- [TASK GOAL]: Return every line from the records below that contains the string "statue".
**** TASK INPUT ****
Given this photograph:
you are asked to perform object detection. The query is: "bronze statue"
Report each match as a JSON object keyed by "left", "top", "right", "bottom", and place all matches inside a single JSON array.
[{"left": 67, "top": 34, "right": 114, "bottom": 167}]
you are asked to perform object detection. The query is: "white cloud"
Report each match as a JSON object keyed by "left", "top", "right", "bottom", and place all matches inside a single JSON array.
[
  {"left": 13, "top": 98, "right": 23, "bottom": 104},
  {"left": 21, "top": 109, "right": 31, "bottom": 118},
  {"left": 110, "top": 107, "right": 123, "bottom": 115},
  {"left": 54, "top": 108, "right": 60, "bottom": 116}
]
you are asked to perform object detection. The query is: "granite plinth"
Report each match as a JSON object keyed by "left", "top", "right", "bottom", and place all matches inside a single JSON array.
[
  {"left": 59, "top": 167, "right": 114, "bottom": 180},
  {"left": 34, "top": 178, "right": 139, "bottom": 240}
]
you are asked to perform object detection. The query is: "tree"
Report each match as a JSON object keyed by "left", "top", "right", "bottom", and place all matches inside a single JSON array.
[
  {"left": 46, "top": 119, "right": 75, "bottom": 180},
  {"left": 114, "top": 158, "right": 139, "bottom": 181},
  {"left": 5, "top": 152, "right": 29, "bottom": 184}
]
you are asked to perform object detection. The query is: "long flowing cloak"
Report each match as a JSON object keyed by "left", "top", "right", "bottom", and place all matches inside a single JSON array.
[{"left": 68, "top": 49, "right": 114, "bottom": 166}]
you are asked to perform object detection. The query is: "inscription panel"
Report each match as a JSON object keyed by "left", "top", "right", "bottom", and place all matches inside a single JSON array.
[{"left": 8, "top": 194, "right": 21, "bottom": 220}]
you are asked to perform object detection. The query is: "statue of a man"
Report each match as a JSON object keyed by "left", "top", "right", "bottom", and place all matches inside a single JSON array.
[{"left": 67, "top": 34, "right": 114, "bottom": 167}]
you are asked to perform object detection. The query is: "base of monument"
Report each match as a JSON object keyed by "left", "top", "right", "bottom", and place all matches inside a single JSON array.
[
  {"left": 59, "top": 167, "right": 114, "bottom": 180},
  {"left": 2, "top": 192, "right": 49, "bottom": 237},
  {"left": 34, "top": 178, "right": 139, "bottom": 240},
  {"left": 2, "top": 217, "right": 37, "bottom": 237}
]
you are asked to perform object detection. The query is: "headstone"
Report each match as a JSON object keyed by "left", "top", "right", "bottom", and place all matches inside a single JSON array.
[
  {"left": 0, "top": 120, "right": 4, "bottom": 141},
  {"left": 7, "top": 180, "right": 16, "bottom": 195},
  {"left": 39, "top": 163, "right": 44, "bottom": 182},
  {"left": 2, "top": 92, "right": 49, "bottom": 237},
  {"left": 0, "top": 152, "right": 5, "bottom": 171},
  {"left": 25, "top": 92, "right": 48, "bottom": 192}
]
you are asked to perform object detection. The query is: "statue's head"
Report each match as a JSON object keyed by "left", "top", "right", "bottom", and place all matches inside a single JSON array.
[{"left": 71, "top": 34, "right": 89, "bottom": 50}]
****
- [EXERCISE ANSWER]:
you are asked to perform object detection. The query is: "bronze statue"
you are asked to perform object detection. The query is: "statue of a man"
you are asked to perform object detection. The query is: "statue's head"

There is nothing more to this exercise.